──────── Page extract

Your brain can’t really tell the difference between seeing something and imagining it
When you picture an apple in your mind, your brain activates many of the same neurons as when you actually see one.
The idea that perception and imagination share common neural ground isn’t new. But the degree of overlap — and exactly which brain structures implement it — has remained hazy. A study published in Science now maps that relationship with unusual precision. The ventral temporal cortex, a region on the underside of the brain involved in object recognition, uses what the researchers call a shared representational code for both seeing and imagining objects. The same neural populations that fire when you look at a face also fire when you try to mentally picture one.
Participants were placed in an fMRI scanner and either viewed objects or imagined them. By comparing the patterns of brain activity across conditions, the researchers could show that the neural ‘signature’ left by a particular object was structurally similar whether the object was seen or imagined. Similar enough, in fact, that statistical models trained on visual data could identify which object a person was imagining — purely from their brain activity, without any visual input.
Why this matters for memory
The implications extend well beyond neuroscience curiosity. Memory is largely visual — when you recall a past event, you effectively ‘see’ it again in some form. If imagination and perception draw on the same neural infrastructure, memory actively recruits the visual system to reconstruct the past. That would explain why vivid imagination and sharp memory tend to go together: they may be expressions of the same underlying mechanism.

────────────────
──────── Records shown

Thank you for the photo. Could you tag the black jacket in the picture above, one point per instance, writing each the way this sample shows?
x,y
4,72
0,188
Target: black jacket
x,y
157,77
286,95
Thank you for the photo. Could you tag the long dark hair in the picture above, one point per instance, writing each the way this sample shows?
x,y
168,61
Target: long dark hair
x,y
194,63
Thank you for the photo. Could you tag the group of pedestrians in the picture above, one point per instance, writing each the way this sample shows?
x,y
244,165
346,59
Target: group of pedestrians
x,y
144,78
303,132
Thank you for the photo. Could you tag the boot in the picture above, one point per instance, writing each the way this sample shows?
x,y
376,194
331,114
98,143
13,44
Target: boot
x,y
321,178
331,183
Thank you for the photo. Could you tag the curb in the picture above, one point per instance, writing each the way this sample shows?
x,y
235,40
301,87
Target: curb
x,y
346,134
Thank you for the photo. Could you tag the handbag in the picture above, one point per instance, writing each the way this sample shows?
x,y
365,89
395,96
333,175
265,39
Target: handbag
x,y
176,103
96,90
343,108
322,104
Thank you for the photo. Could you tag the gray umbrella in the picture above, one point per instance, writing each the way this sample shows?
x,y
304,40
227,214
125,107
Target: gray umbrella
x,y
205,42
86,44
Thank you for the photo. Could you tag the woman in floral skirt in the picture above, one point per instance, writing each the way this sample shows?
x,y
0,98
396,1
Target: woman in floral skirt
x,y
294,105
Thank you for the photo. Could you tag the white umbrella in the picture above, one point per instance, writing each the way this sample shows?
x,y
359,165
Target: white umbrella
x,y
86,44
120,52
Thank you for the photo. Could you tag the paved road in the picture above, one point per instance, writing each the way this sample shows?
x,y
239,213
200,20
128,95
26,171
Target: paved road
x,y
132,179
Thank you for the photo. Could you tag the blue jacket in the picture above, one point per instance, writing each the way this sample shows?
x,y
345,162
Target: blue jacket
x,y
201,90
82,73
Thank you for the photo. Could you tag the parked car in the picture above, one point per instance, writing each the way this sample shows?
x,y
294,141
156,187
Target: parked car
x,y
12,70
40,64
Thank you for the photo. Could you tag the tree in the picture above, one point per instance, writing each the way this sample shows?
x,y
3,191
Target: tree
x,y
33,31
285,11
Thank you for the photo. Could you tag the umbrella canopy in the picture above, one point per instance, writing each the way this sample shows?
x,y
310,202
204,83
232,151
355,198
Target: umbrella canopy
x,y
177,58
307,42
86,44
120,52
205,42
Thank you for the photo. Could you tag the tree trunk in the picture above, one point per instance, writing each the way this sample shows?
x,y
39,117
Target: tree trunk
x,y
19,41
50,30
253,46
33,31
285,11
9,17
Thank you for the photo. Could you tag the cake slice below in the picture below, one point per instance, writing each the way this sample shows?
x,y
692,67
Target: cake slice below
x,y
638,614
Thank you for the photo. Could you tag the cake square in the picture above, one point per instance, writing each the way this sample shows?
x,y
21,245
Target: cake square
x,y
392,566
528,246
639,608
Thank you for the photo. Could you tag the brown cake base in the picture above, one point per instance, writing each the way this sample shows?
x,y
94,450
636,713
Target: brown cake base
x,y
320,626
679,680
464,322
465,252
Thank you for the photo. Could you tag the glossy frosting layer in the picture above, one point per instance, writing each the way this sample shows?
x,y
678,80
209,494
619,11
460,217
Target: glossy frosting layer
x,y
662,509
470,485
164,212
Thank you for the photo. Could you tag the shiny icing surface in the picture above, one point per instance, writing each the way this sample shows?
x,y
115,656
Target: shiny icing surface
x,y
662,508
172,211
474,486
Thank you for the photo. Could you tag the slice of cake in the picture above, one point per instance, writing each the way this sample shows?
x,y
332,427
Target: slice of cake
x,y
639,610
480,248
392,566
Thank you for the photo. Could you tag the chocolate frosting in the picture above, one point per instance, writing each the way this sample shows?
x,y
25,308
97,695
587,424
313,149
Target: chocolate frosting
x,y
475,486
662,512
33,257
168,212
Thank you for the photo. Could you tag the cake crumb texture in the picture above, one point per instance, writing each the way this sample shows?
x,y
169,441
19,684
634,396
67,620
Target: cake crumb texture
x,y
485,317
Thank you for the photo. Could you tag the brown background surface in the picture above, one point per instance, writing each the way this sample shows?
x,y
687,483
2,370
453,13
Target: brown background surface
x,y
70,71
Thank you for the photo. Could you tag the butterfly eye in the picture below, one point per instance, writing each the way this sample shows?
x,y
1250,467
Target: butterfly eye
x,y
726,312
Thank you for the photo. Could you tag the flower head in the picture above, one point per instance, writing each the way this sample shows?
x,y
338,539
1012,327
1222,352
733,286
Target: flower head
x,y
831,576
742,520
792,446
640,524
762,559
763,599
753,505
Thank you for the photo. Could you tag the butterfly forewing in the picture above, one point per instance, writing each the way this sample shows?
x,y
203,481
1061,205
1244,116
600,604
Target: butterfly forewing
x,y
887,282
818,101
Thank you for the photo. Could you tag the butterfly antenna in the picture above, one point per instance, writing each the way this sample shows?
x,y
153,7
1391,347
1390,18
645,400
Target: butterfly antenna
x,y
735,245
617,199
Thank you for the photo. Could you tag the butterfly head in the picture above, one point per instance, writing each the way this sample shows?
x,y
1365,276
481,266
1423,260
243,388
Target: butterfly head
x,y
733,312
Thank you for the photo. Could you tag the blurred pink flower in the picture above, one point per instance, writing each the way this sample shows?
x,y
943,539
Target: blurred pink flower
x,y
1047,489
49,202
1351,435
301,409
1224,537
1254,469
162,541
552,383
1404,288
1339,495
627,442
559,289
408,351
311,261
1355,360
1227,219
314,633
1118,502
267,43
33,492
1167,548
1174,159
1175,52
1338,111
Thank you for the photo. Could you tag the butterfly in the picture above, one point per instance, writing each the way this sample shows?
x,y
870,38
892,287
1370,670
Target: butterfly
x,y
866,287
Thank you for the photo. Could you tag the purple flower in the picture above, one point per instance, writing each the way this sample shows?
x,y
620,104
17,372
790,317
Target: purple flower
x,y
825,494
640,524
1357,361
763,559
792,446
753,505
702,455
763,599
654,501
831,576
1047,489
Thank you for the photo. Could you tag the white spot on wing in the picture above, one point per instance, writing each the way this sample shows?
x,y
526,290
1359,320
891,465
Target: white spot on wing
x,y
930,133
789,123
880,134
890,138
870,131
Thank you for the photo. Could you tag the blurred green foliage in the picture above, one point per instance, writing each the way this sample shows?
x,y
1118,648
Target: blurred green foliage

────────────────

*Required tasks:*
- 1) According to the brain-imaging article, which brain region uses a shared representational code for both seeing and imagining objects?
- 2) Please resume the brain-imaging article after its last sentence and keep writing it.

*Answers per task:*
- 1) The ventral temporal cortex.

- 2)
For people with aphantasia — a condition in which individuals are simply unable to form mental images — this research suggests that the shared system either functions differently or is less accessible. That has direct implications for how such individuals store and retrieve memories, a question that remains largely unresolved.
Relevance to cognitive decline
In the context of ageing and dementia, the findings take on additional weight. The ventral temporal cortex is among the regions affected relatively early in Alzheimer’s disease. If this area houses the shared code for both seeing and imagining, then damage to it would impair not only face and object recognition but also the ability to summon memories as mental images.
That is consistent with something Alzheimer’s patients and their families often describe: the loss isn’t only of names and facts, but of the vividness of memory itself. The past fades in a quite literal sense. Whether this mechanistic insight will eventually contribute to better diagnostics or intervention is unknown. But it provides, for the first time, a neural substrate for a phenomenon that has until now been difficult to pin down scientifically.